Instructions for the task -> Reproduce the listing that follows so that each line matches the original exactly.

Data records START

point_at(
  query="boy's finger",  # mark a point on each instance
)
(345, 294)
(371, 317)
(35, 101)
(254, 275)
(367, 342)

Data records END

Problem solution ->
point_at(
  query="boy's finger",  # mark a point on each instance
)
(345, 294)
(371, 317)
(35, 101)
(254, 275)
(367, 342)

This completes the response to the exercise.